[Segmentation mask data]
------------------------------------------------------------
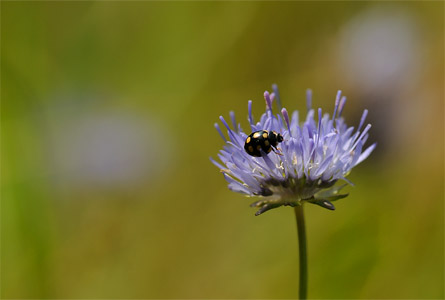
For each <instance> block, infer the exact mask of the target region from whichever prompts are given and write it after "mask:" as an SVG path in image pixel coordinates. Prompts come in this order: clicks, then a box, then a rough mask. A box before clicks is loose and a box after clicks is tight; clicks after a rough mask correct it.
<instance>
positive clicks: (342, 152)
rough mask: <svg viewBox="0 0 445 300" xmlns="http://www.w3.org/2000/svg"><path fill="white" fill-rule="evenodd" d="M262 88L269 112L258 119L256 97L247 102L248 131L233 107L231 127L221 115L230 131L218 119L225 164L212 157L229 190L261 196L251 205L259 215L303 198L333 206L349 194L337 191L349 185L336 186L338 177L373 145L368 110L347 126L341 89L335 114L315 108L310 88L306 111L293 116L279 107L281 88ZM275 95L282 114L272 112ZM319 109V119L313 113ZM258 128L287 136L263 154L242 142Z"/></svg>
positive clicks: (221, 119)
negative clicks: (356, 124) (370, 129)
mask: <svg viewBox="0 0 445 300" xmlns="http://www.w3.org/2000/svg"><path fill="white" fill-rule="evenodd" d="M273 88H274V92H273V93H272V94H269V92H267V91H266V92H265V93H264V98H265V100H266V112H265V113H264V114H263V115H262V116H261V118H260V120H259V121H258V122H255V121H254V119H253V116H252V101H249V102H248V111H249V114H248V121H249V124H250V128H249V130H247V131H246V132H244V131H243V129H242V128H241V125H240V124H238V123H237V122H236V119H235V114H234V113H233V112H230V119H231V123H232V127H231V126H230V125H229V124H228V123H227V122H226V121H225V119H224V118H223V117H220V120H221V122H222V123H223V124H224V127H226V128H227V135H228V139H227V138H226V136H225V135H224V134H223V132H222V130H221V128H220V127H219V125H218V124H217V123H215V128H216V129H217V131H218V132H219V134H220V135H221V137H222V138H223V140H224V141H225V145H224V147H223V149H222V150H220V152H219V154H218V157H219V159H220V160H221V162H222V163H218V162H217V161H215V160H213V159H211V161H212V162H213V163H214V164H215V165H216V166H217V167H218V168H220V170H221V172H222V173H223V175H224V178H225V179H226V180H227V181H228V183H229V189H230V190H232V191H234V192H238V193H242V194H245V195H247V196H249V197H252V196H258V197H260V198H261V199H260V200H259V201H256V202H254V203H253V204H252V206H253V207H258V208H259V210H258V211H257V213H256V215H259V214H261V213H263V212H265V211H267V210H269V209H272V208H276V207H279V206H282V205H289V206H297V205H301V204H303V203H304V202H309V203H313V204H317V205H320V206H322V207H324V208H328V209H331V210H333V209H335V207H334V205H333V204H332V203H331V201H335V200H338V199H341V198H344V197H346V196H347V195H348V194H339V193H338V192H339V191H340V189H342V188H343V187H344V186H346V184H343V185H337V186H336V185H335V183H336V182H337V181H338V180H343V181H345V182H346V183H349V184H351V185H352V183H351V182H350V181H349V180H347V179H346V176H347V175H348V174H349V172H350V171H351V169H352V168H353V167H354V166H356V165H358V164H359V163H361V162H362V161H363V160H365V159H366V158H367V157H368V156H369V154H371V152H372V151H373V150H374V148H375V147H376V144H373V145H371V146H369V147H368V148H366V150H363V145H364V144H365V142H366V140H367V139H368V131H369V129H370V128H371V125H370V124H368V125H366V126H365V127H364V128H363V125H364V123H365V119H366V115H367V114H368V111H367V110H365V111H364V112H363V115H362V118H361V120H360V124H359V126H358V128H357V129H355V128H354V127H348V126H347V125H346V123H345V122H344V119H343V117H342V116H341V114H342V111H343V108H344V105H345V102H346V97H341V91H338V93H337V97H336V99H335V109H334V113H333V116H332V117H330V116H329V114H327V113H326V114H324V115H323V114H322V110H321V108H319V109H318V110H317V112H315V111H314V110H313V109H312V108H311V102H312V95H311V91H310V90H308V91H307V110H308V111H307V116H306V118H305V119H304V120H300V119H299V113H298V111H294V112H293V113H292V115H291V116H290V115H289V113H288V112H287V110H286V109H285V108H282V109H281V103H280V99H279V94H278V89H277V88H276V86H275V85H274V87H273ZM274 100H276V102H277V106H278V108H279V109H280V110H281V114H280V113H278V114H275V115H274V113H273V111H272V104H273V102H274ZM316 113H317V119H315V118H314V115H315V114H316ZM258 130H269V131H271V130H274V131H276V132H277V133H280V134H281V135H282V136H283V138H284V141H283V142H282V143H280V144H279V145H278V147H279V149H278V150H277V151H276V152H277V153H275V152H273V151H272V152H270V153H269V154H266V153H264V152H263V155H262V156H261V157H254V156H251V155H249V154H248V153H246V151H245V150H244V143H245V140H246V138H247V136H248V135H249V134H250V133H251V132H254V131H258Z"/></svg>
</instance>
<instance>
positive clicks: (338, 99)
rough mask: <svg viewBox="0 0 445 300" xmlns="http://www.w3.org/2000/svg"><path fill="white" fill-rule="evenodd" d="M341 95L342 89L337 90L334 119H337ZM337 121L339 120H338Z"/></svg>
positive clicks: (332, 117) (335, 97)
mask: <svg viewBox="0 0 445 300" xmlns="http://www.w3.org/2000/svg"><path fill="white" fill-rule="evenodd" d="M340 97H341V91H340V90H339V91H338V92H337V97H335V108H334V114H333V115H332V120H334V121H335V119H336V115H337V110H338V105H339V104H340ZM336 123H337V122H336Z"/></svg>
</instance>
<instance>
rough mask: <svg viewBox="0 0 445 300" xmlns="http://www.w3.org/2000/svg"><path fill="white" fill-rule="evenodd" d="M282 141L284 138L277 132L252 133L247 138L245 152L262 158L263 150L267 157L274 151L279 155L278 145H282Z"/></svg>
mask: <svg viewBox="0 0 445 300" xmlns="http://www.w3.org/2000/svg"><path fill="white" fill-rule="evenodd" d="M282 141H283V136H282V135H281V134H279V133H277V132H275V131H268V130H258V131H254V132H252V133H251V134H249V136H248V137H247V138H246V141H245V143H244V150H246V152H247V154H249V155H252V156H256V157H261V156H262V154H261V150H263V152H264V153H265V154H266V155H267V154H269V153H270V151H272V150H273V151H274V152H275V153H277V152H276V150H277V146H278V143H281V142H282ZM277 154H280V153H277Z"/></svg>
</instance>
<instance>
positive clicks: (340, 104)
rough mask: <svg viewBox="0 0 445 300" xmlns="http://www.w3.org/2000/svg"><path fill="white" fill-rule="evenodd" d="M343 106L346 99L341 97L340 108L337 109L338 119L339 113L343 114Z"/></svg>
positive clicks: (345, 101) (344, 102) (339, 116)
mask: <svg viewBox="0 0 445 300" xmlns="http://www.w3.org/2000/svg"><path fill="white" fill-rule="evenodd" d="M345 104H346V97H345V96H343V97H341V100H340V106H339V107H338V117H339V118H340V117H341V113H342V112H343V108H344V107H345Z"/></svg>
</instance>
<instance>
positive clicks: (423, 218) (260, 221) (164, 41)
mask: <svg viewBox="0 0 445 300" xmlns="http://www.w3.org/2000/svg"><path fill="white" fill-rule="evenodd" d="M443 11H444V3H443V2H106V1H98V2H50V1H48V2H24V1H22V2H20V1H17V2H4V1H2V2H1V88H2V89H1V92H2V93H1V96H2V97H1V98H2V110H1V125H2V126H1V132H2V143H1V144H2V176H1V193H2V195H1V196H2V199H1V200H2V201H1V297H2V298H42V299H43V298H90V299H92V298H296V297H297V288H298V256H297V254H298V251H297V242H296V228H295V227H296V226H295V220H294V215H293V211H292V209H290V208H288V207H287V208H280V209H277V210H273V211H270V212H267V213H266V214H264V215H262V216H260V217H254V213H255V210H254V209H252V208H250V207H249V204H250V203H251V202H253V199H247V198H245V197H243V196H241V195H239V194H235V193H232V192H230V191H229V190H228V189H227V187H226V182H225V181H224V179H223V177H222V175H221V174H220V173H219V171H218V169H217V168H215V167H214V166H213V165H212V164H211V163H210V161H209V156H212V157H216V153H217V151H219V149H221V147H222V140H221V139H220V137H219V136H218V134H217V132H216V131H215V129H214V127H213V123H214V122H216V121H217V120H218V117H219V115H224V116H226V117H227V116H228V112H229V111H230V110H234V111H235V112H236V113H237V116H238V120H240V121H241V122H242V124H243V125H245V126H244V127H247V126H246V124H247V122H246V115H247V100H249V99H253V100H254V116H256V117H258V116H259V115H260V114H261V113H262V111H263V110H264V100H263V99H262V94H263V92H264V90H266V89H269V90H270V86H271V84H272V83H277V84H278V85H279V87H280V91H281V96H282V101H283V103H284V105H285V106H286V107H287V108H288V109H289V110H295V109H298V110H302V111H304V110H305V100H304V99H305V89H306V88H312V89H313V91H314V100H313V103H314V106H316V107H318V106H320V107H323V109H324V110H325V111H326V110H329V111H331V110H332V109H333V105H334V97H335V94H336V91H337V89H342V90H343V93H344V94H345V95H347V96H348V103H347V105H346V109H345V112H344V115H345V118H346V120H347V122H348V123H349V124H351V125H354V124H355V125H356V124H357V123H358V120H359V118H360V115H361V112H362V110H363V109H364V108H368V109H369V110H370V113H369V119H368V120H369V121H370V122H371V123H372V124H373V128H372V129H371V137H370V142H374V141H377V142H378V143H379V145H378V148H377V149H376V151H375V152H374V153H373V154H372V155H371V156H370V158H368V160H367V161H365V162H364V163H362V164H361V165H360V166H358V167H356V168H355V169H354V170H353V172H352V173H351V175H350V176H349V179H350V180H352V181H353V182H354V183H355V184H356V186H355V187H348V191H349V192H350V196H349V197H348V198H346V199H344V200H342V201H340V202H337V204H336V206H337V210H336V211H335V212H332V211H328V210H324V209H322V208H320V207H316V206H309V205H307V206H306V219H307V228H308V237H309V240H308V247H309V296H310V297H312V298H320V299H327V298H330V299H334V298H343V299H359V298H362V299H365V298H366V299H371V298H374V299H375V298H385V299H395V298H410V299H421V298H422V299H426V298H443V297H444V202H443V200H444V173H443V167H444V126H443V125H444V115H443V113H444V99H443V92H444V90H443V83H444V14H443Z"/></svg>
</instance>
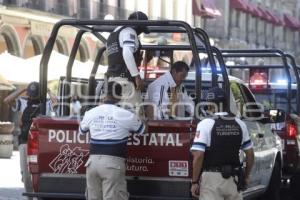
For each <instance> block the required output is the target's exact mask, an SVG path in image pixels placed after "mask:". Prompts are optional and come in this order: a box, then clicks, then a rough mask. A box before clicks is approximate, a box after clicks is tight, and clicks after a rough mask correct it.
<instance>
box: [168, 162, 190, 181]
mask: <svg viewBox="0 0 300 200" xmlns="http://www.w3.org/2000/svg"><path fill="white" fill-rule="evenodd" d="M169 176H181V177H187V176H189V162H188V161H184V160H169Z"/></svg>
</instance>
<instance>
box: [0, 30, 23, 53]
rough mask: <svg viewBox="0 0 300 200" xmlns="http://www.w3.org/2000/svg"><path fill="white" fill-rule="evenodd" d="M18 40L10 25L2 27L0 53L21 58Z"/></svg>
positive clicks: (14, 31) (0, 42)
mask: <svg viewBox="0 0 300 200" xmlns="http://www.w3.org/2000/svg"><path fill="white" fill-rule="evenodd" d="M20 46H21V45H20V40H19V38H18V35H17V32H16V31H15V29H14V28H13V27H12V26H10V25H3V26H2V27H1V28H0V53H3V52H4V51H7V52H8V53H10V54H12V55H15V56H19V57H21V50H20Z"/></svg>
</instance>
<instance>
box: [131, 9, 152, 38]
mask: <svg viewBox="0 0 300 200" xmlns="http://www.w3.org/2000/svg"><path fill="white" fill-rule="evenodd" d="M128 20H148V17H147V15H146V14H145V13H143V12H141V11H136V12H133V13H131V14H130V15H129V17H128ZM135 30H136V33H137V35H139V34H141V33H142V32H144V33H146V34H148V33H149V29H148V27H147V26H136V27H135Z"/></svg>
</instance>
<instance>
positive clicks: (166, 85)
mask: <svg viewBox="0 0 300 200" xmlns="http://www.w3.org/2000/svg"><path fill="white" fill-rule="evenodd" d="M188 71H189V67H188V65H187V64H186V63H185V62H182V61H177V62H175V63H174V64H173V65H172V67H171V70H170V71H168V72H166V73H165V74H164V75H162V76H160V77H159V78H157V79H156V80H155V81H153V82H152V83H151V84H149V86H148V89H147V94H146V99H147V103H149V104H151V105H148V106H147V117H148V118H149V119H176V118H180V117H187V116H188V117H192V116H193V114H194V102H193V100H192V98H191V97H189V96H188V94H187V91H186V89H185V87H184V85H183V84H182V82H183V81H184V80H185V78H186V77H187V74H188Z"/></svg>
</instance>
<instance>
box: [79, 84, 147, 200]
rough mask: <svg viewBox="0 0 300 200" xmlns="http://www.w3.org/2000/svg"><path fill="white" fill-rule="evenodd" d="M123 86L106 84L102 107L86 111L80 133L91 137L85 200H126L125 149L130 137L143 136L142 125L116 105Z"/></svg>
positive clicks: (86, 169) (97, 107) (126, 195)
mask: <svg viewBox="0 0 300 200" xmlns="http://www.w3.org/2000/svg"><path fill="white" fill-rule="evenodd" d="M121 94H122V86H121V85H120V84H118V83H116V82H109V83H108V89H107V96H106V98H105V100H104V104H101V105H99V106H97V107H95V108H93V109H91V110H89V111H87V112H86V113H85V115H84V117H83V120H82V121H81V123H80V128H79V132H80V133H81V134H82V133H87V132H89V133H90V137H91V139H90V156H89V159H88V161H87V163H86V165H85V166H86V167H87V168H86V178H87V199H88V200H101V199H104V200H106V199H112V200H117V199H118V200H125V199H126V200H127V199H128V197H129V195H128V192H127V185H126V180H125V169H126V168H125V158H126V145H127V139H128V136H129V134H130V133H136V134H142V133H143V132H144V130H145V126H144V123H143V122H142V121H141V120H139V119H138V117H137V116H136V115H135V114H134V113H131V112H130V111H128V110H125V109H123V108H121V107H119V106H118V105H117V103H118V102H119V101H120V98H121Z"/></svg>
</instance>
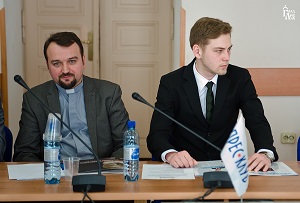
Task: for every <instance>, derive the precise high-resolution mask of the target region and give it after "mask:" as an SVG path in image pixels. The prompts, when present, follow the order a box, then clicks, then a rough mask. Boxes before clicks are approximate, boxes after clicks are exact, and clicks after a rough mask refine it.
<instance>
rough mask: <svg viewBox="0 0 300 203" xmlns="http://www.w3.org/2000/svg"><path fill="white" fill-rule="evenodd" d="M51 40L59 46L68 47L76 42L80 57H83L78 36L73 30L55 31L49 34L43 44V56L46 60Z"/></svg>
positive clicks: (51, 40)
mask: <svg viewBox="0 0 300 203" xmlns="http://www.w3.org/2000/svg"><path fill="white" fill-rule="evenodd" d="M51 42H54V43H56V44H58V45H59V46H63V47H69V46H71V45H72V44H74V43H76V44H77V45H78V46H79V49H80V54H81V57H83V54H84V52H83V46H82V43H81V40H80V39H79V37H78V36H77V35H76V34H75V33H73V32H57V33H54V34H51V35H50V37H49V38H48V39H47V40H46V42H45V44H44V57H45V59H46V61H47V62H48V56H47V49H48V46H49V44H50V43H51Z"/></svg>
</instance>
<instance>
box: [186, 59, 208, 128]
mask: <svg viewBox="0 0 300 203" xmlns="http://www.w3.org/2000/svg"><path fill="white" fill-rule="evenodd" d="M194 61H195V60H193V61H192V62H191V63H190V64H189V65H188V66H187V67H186V69H185V70H184V72H183V78H184V79H185V80H186V81H185V82H184V83H183V89H184V90H185V93H186V95H187V97H188V100H189V102H190V105H191V108H192V109H193V111H194V112H195V114H196V116H197V118H198V119H199V120H200V121H201V123H206V122H207V121H206V119H205V117H204V115H203V112H202V108H201V103H200V98H199V92H198V86H197V83H196V79H195V76H194V72H193V65H194Z"/></svg>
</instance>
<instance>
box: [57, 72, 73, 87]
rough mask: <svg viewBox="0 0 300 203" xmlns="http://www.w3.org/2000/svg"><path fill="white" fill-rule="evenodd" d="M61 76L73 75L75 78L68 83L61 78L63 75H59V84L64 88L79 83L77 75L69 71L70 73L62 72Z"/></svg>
mask: <svg viewBox="0 0 300 203" xmlns="http://www.w3.org/2000/svg"><path fill="white" fill-rule="evenodd" d="M61 76H73V77H74V80H72V81H71V82H70V83H68V84H66V83H64V82H63V81H62V80H61V79H60V78H61V77H59V80H58V83H59V86H61V87H62V88H64V89H72V88H73V87H75V85H76V83H77V80H76V78H75V75H73V74H71V73H68V74H62V75H61Z"/></svg>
------------------------------------------------------------
§ WHAT YOU HAVE TO DO: Copy the data word for word, from its start through the line containing "positive clicks: (221, 119)", including that line. Omit the pictures.

§ REPLY TO THE EXERCISE:
For each <instance> block, infer the exact mask of the target region from whichever prompts are given and write it after "mask:" as an SVG path in image pixel coordinates. Prompts come in this order: clicks, then a box, then a rough mask. A box before clicks is loose and a box after clicks is tight; clicks after a rough mask correct it.
<instance>
positive clicks: (342, 152)
rough mask: <svg viewBox="0 0 445 300" xmlns="http://www.w3.org/2000/svg"><path fill="white" fill-rule="evenodd" d="M262 88L269 112L258 119L256 97L247 102L248 131L233 107L231 127L221 115L230 131L218 119L225 164L212 157L229 190L261 196L251 205L259 215L303 198L333 206L349 194L337 191L349 185L336 186L338 177L373 145L368 110L347 126L341 89L335 114L315 108L310 88L306 111L293 116L279 107L281 88ZM275 95L282 114L272 112ZM319 109V119L313 113ZM258 128L287 136L263 154L242 142Z"/></svg>
positive clicks: (221, 119)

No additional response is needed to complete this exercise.